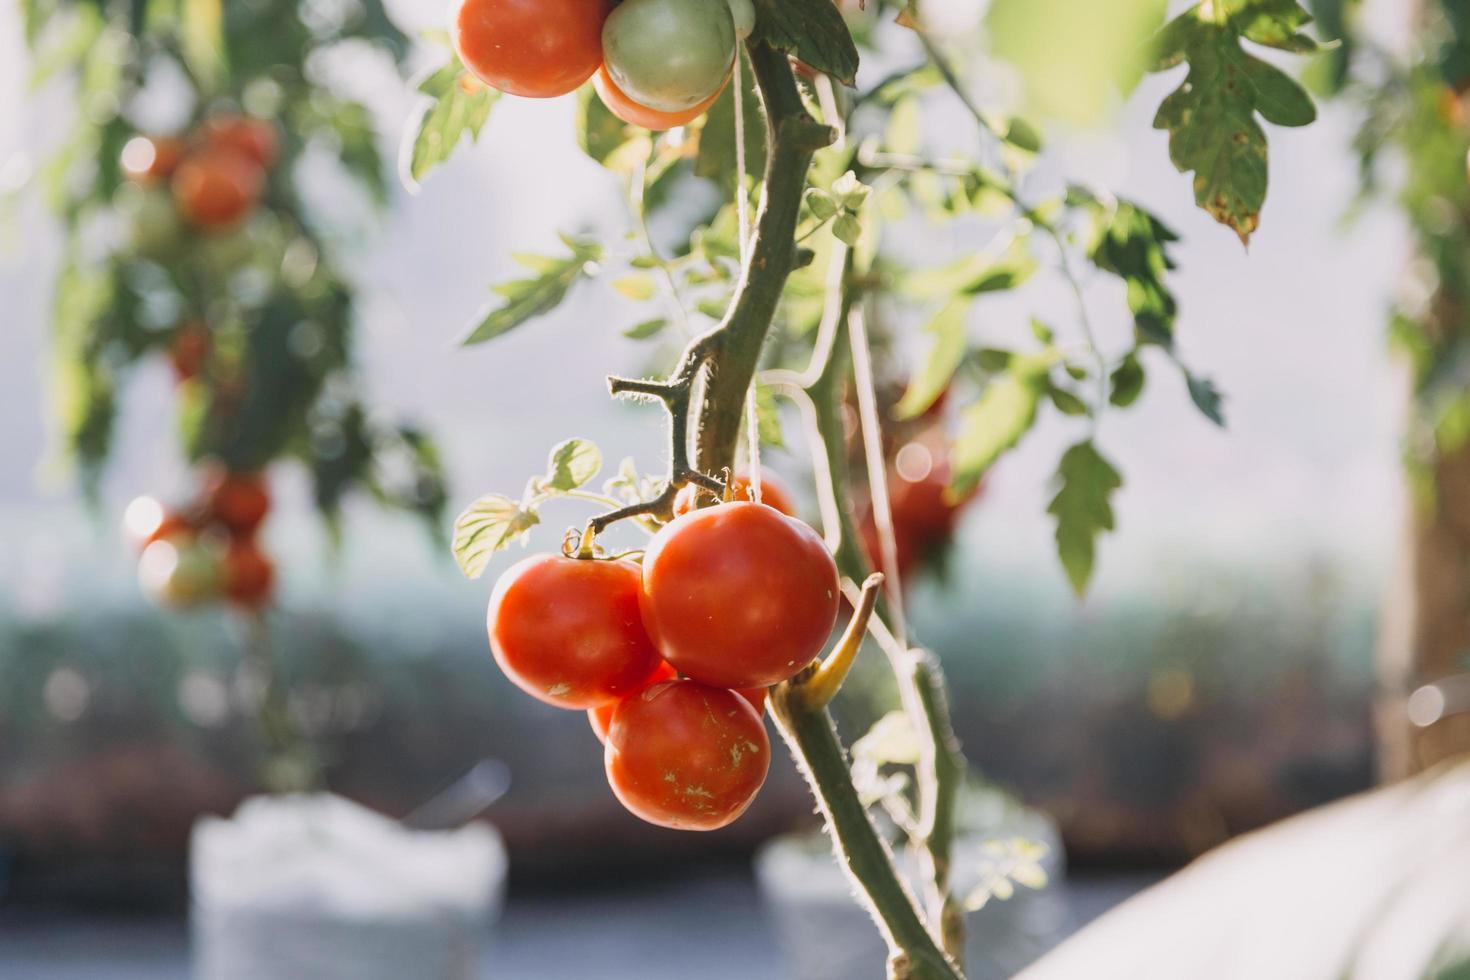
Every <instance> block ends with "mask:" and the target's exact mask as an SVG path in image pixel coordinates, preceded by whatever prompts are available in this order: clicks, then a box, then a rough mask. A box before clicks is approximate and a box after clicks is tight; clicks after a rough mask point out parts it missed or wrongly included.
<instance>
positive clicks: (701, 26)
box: [603, 0, 735, 112]
mask: <svg viewBox="0 0 1470 980" xmlns="http://www.w3.org/2000/svg"><path fill="white" fill-rule="evenodd" d="M603 57H604V60H606V65H607V73H609V76H610V78H612V79H613V81H614V82H616V84H617V88H619V90H622V91H623V93H625V94H626V96H628V97H629V98H632V100H634V101H637V103H638V104H641V106H648V107H650V109H657V110H660V112H684V110H685V109H691V107H692V106H697V104H700V103H703V101H704V100H706V98H709V97H710V96H713V94H716V93H719V90H720V87H722V85H723V84H725V78H726V76H728V75H729V72H731V69H732V66H734V63H735V21H734V18H732V16H731V9H729V6H728V4H726V3H723V1H722V0H623V1H622V3H620V4H619V6H617V9H616V10H613V12H612V15H609V18H607V24H606V25H603Z"/></svg>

---

- [Directions for this task] Show every line of the material that contains the string "instance", treating uppercase and lowercase as different.

- [Solution]
Every <instance> block ends with "mask:" and the target's exact mask as an SVG path in image pixel coordinates, preceded by whatever prompts are available in this order: clicks, then a box, then a rough mask. A box before clicks is approximate and a box after clicks is tight; clicks after a rough mask point out parts it missed or wrongly included.
<instance>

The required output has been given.